- [What is asked]
Omit every image, and transcribe the remaining entries exactly as given.
## BEGIN Dataset records
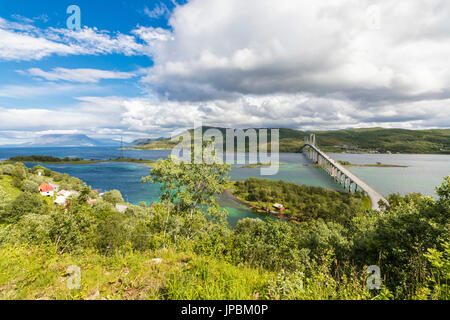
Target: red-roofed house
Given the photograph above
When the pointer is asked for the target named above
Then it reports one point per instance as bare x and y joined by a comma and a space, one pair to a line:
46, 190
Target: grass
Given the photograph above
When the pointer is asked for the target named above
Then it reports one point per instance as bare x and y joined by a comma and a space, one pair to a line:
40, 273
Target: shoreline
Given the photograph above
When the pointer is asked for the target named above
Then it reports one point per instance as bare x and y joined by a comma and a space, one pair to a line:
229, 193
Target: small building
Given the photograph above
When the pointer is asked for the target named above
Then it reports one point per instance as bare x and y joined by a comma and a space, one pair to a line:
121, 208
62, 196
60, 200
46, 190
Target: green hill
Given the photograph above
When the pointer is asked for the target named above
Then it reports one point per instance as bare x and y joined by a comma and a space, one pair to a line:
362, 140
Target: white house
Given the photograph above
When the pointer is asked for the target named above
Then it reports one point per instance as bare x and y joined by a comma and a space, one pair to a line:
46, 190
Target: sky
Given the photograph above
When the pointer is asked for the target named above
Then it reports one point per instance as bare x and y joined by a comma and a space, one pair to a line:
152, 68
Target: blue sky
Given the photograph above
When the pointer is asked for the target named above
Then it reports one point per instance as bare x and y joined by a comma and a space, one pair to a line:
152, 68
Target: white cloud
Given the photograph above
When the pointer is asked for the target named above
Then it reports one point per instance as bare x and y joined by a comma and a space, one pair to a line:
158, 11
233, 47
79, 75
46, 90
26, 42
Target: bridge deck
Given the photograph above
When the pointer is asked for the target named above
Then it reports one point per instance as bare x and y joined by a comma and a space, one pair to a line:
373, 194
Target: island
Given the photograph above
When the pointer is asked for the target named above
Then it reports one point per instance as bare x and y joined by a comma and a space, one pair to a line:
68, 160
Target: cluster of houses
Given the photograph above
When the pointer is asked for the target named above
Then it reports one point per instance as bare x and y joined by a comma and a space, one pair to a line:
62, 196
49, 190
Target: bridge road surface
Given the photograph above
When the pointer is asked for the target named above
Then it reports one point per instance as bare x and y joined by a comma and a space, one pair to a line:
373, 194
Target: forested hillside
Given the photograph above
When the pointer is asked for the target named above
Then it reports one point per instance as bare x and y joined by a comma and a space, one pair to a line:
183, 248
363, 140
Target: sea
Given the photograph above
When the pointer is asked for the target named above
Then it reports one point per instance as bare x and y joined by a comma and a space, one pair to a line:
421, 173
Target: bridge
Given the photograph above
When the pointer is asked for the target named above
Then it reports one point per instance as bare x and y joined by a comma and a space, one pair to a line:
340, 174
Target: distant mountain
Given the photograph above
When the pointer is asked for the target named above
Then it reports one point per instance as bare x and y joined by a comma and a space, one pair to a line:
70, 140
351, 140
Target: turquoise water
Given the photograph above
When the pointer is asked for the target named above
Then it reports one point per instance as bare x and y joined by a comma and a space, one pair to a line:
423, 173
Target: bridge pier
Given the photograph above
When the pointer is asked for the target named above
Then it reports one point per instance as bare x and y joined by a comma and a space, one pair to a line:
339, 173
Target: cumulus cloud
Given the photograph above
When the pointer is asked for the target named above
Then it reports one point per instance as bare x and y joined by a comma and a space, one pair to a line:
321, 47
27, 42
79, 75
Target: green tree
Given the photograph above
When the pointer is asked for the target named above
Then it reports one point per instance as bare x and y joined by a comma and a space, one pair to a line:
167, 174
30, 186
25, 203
## END Dataset records
- [Correct output]
Target: red-roofed house
Given the photograph above
When the pointer is asked for the target named above
Then it reports one point per instance as bare x and y joined by a comma and a space, one pair to a line:
46, 190
Target: grass
Given the photograph above
When the pointer is asked for the target named above
Then it reports one point per instance as bare x and y joined by a comma and a space, one pair to a line:
40, 273
Target: shoreline
Given the photograph above
When the pointer is asked for the target named above
Then it reports one point per instance as bare x and y joined by a comma and a space, one pair to a line:
229, 193
Target: small building
Given the photograph above
When the pointer is asked for the target named above
Then it reports one point per instance as bare x and y joined by a comma and a space, one pair to a line:
121, 208
62, 196
60, 200
46, 190
Target: green hill
Given the photograph above
When the pointer is asked for the target named above
Then it reports one point per instance as bare x and y joined by a comma and a space, one pair to a line:
362, 140
Target: white house
Given the photograph above
When the pointer is asked for the target named above
Then it reports one point per instance as bare x and y joined by a comma and a space, one pair to a line:
46, 190
Target: sky
Given the photograph above
When the pointer is asked for the target named above
Then it reports one point per instance as bare x and y joined by a comma and a space, one pair to a line:
152, 68
Target: blue sky
Given the photograph above
When the pointer is asked for the target named above
Then it reports one point per instance as bare x and y joined by a comma and a space, one pair to a line:
152, 68
Target: white cloud
Given the photograph above
When the pointer is asked for the target named above
Then it reports one point per instance as bare x and y joined by a comma and a space, one pair to a line:
158, 11
233, 47
79, 75
46, 90
26, 42
Target: bridge deck
Given the photograph above
When the pointer is asked for the target named above
Then it reports one point per instance as bare x and y joined by a comma and a space, one pair to a line:
373, 194
Target: island
Given the photograph above
When the pointer is asked for the target named above
Then it reports one point per instance as bare x and y joined by a comma and a space, one pair to a line:
68, 160
Target: cluster of houses
Given the photograph above
When the pointer is asked for the target named above
Then it reports one point per instance as bare x and y joined by a comma and a space, one pair to a line:
62, 196
49, 190
Target: bridge road surface
Given the photograph above
When the pointer is asked for the target named above
Then it reports one point per instance as bare x and y joined by a comma and a space, one pair to a line:
373, 194
Target: forested hillside
Given the photograph above
When the pointer is asked for the target named above
Then it reports one point per instance as bare x and y joined by a comma and a space, one pair to a line:
183, 248
363, 140
Target: sea
Given the photograph above
When the pointer is asked for the target named above
Then it reports one point per instance as bare x and y joined by a comma and a space, one pair to a line:
421, 173
Target: bridge
Given the photograph above
When the pointer is asked for the target named above
Then it reports one point per instance as bare x and y joined by a comma and a space, one pair to a line:
340, 174
Target: distant mountain
Given the photograph above
When the pointer is asked for the target named above
Then it reports one point per instance as bare x and y joined by a comma and a space, one pair to a line:
70, 140
351, 140
Target: turquoise water
Given the photograph above
When the pointer is asked for the target named above
Then it reports one point per instance as bare x and y joined by a comma and a space, one pair to a line:
423, 173
Target: bridge pier
Given the photograph above
When the pointer is asked for the target named above
Then it reports one point per instance as bare x and y joined by a comma and a space, one pair to a line:
339, 173
Target: cumulus cloud
Given the photograph above
When the pointer is asked for the target named above
Then it reports one point per instance as bare x and y joined by a comma and a space, one pair to a line:
321, 47
27, 42
79, 75
Target: green tree
Given the photograph above
When the pointer is asked for the target named above
Then it reports one point per instance as bare x and y joined by a comma and a space, one pair to a line:
167, 174
30, 186
25, 203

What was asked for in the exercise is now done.